start TEXT EXCERPT
Use EMR Hive nodes to process OSS data for user profile analysis - DataWorks

This tutorial walks you through building a scheduled EMR Hive workflow in DataWorks that transforms raw OSS log data into user profile data. By the end, you will know how to:

Design a 3-node Hive workflow with explicit dependencies (ODS → DW → ADS)
Register a JAR-based user-defined function (UDF) for IP-to-region translation
Write Hive SQL for each data layer: cleansing, aggregation, and profiling
Configure scheduling parameters and node dependencies
Commit, deploy, and validate the workflow via data backfill

The workflow reads from two source tables — ods_user_info_d_emr (basic user information) and ods_raw_log_d_emr (website access logs) — and produces a daily user profile table in the ADS layer.

Prerequisites

Before you begin, ensure that you have:

Completed data synchronization. For details, see Synchronize data

Step 1: Design a workflow

The workflow contains three EMR Hive nodes that run in the following order:

workshop_start_emr → ods_raw_log_d_emr → dwd_log_info_di_emr → dws_user_info_all_di_emr → ads_user_info_1d_emr

Each node serves a specific purpose in the data pipeline:

Node	Data layer	Purpose
`dwd_log_info_di_emr`	ODS (cleansed)	Parses raw log fields and translates IP addresses to regions
`dws_user_info_all_di_emr`	DW	Joins cleansed log data with user profile data
`ads_user_info_1d_emr`	ADS (RPT)	Aggregates per-user metrics for downstream consumption

To create the nodes and set up dependencies:

In the Scheduled Workflow pane of DataStudio, double-click the WorkShop workflow.
On the workflow configuration tab, click Create Node and drag EMR Hive onto the canvas.
In the Create Node dialog box, set Name and click Confirm.
Repeat for all three nodes, then connect them as shown:

Step 2: Register a UDF for IP-to-region translation

The dwd_log_info_di_emr node calls a UDF named getregion to translate each visitor's IP address into a geographic region. The UDF is packaged as a JAR file that you upload as an EMR resource, then register as a Hive function.
end TEXT EXCERPT
GIVEN REQUEST 1>
Answer from the EMR Hive tutorial:
(a) Which two source tables does the workflow read from?
(b) What is the name of the UDF that the dwd_log_info_di_emr node calls?
(c) Which node joins cleansed log data with user profile data?
GIVEN REQUEST 2> Write the next part of the EMR Hive tutorial, picking up after its last sentence.
The items that come after the EMR Hive tutorial are separate material.
start ENTRIES SUPPLIED
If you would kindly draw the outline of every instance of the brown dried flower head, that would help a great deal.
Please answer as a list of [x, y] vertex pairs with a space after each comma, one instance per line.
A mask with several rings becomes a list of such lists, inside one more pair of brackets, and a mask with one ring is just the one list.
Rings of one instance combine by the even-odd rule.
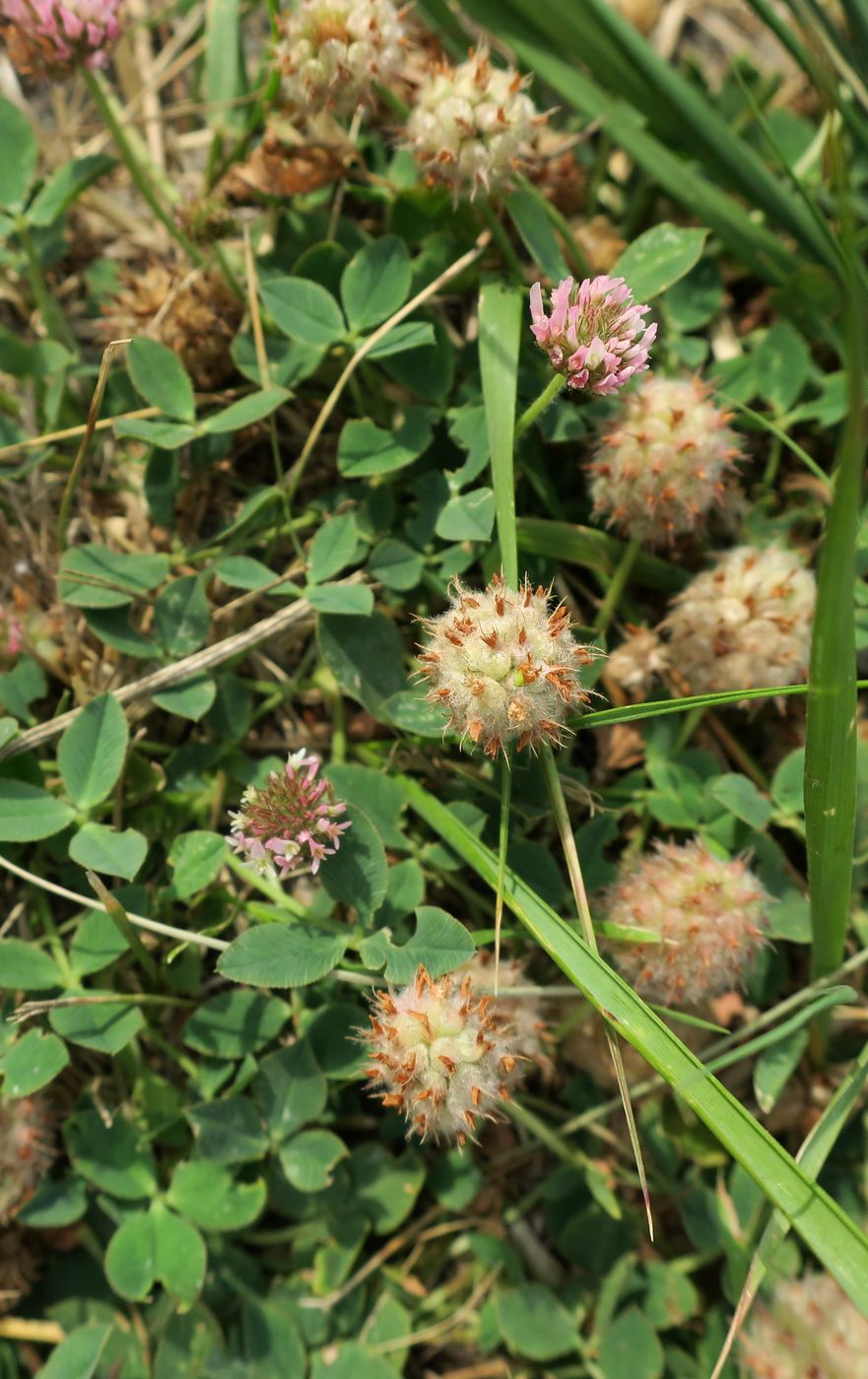
[[657, 843], [610, 887], [606, 918], [651, 929], [660, 943], [615, 943], [621, 975], [646, 1001], [702, 1005], [741, 986], [765, 945], [771, 898], [745, 858], [700, 840]]
[[740, 1351], [749, 1379], [868, 1379], [868, 1318], [829, 1274], [781, 1278]]
[[103, 308], [103, 336], [141, 335], [157, 317], [156, 338], [174, 350], [195, 385], [218, 387], [233, 371], [230, 345], [243, 303], [219, 273], [175, 279], [163, 263], [124, 269], [121, 287]]
[[558, 746], [567, 714], [588, 702], [580, 672], [596, 651], [575, 641], [566, 607], [552, 610], [542, 585], [511, 589], [494, 575], [479, 590], [455, 581], [451, 607], [424, 625], [429, 702], [493, 760], [513, 743]]
[[399, 992], [377, 992], [370, 1029], [362, 1030], [382, 1088], [408, 1135], [464, 1145], [480, 1120], [497, 1120], [519, 1062], [512, 1027], [469, 976], [433, 980], [424, 967]]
end ENTRIES SUPPLIED
TASK RESPONSE 1>
(a) ods_user_info_d_emr and ods_raw_log_d_emr
(b) getregion
(c) dws_user_info_all_di_emr

TASK RESPONSE 2>
Upload the JAR resource

Download the ip2region-emr.jar package.
In DataStudio, find the WorkShop workflow, right-click EMR, and choose Create Resource > EMR JAR.
In the Create Resource dialog box, set the key parameters and click Create.
Parameter Value
Storage path The OSS bucket you specified for your EMR cluster during environment preparation
File The downloaded ip2region-emr.jar package
Click the icon in the toolbar to commit the resource to the EMR project in the development environment.

Parameter	Value
Storage path	The OSS bucket you specified for your EMR cluster during environment preparation
File	The downloaded `ip2region-emr.jar` package

Register the function

In DataStudio, find the WorkShop workflow, right-click EMR, and select Create Function.
In the Create Function dialog box, set Name to getregion and click Create.
On the function configuration tab, set the key parameters.
Parameter Value
Resource ip2region-emr.jar
Class Name org.alidata.emr.udf.Ip2Region
Click the icon in the toolbar to commit the function to the EMR project in the development environment.

Parameter	Value
Resource	`ip2region-emr.jar`
Class Name	`org.alidata.emr.udf.Ip2Region`

Step 3: Configure the EMR Hive nodes

Configure each node by editing its Hive SQL, setting scheduling parameters, and saving. All three nodes share the same scheduling parameter (bizdate = $[yyyymmdd-1]) and run after 00:30 daily, triggered by the workshop_start_emr zero load node.

Note If multiple EMR compute engines are associated with DataStudio in your workspace, select an EMR compute engine on the node configuration tab. If only one compute engine is associated, skip this step.

Node 1: dwd_log_info_di_emr

This node parses the raw ##@@-delimited log records from ods_raw_log_d_emr, calls the getregion UDF to resolve IP addresses to regions, and writes the cleansed data to the ODS-layer table dwd_log_info_di_emr.

Edit node code

Double-click dwd_log_info_di_emr to open the node configuration tab and enter the following SQL:

-- Create a table at the ODS layer.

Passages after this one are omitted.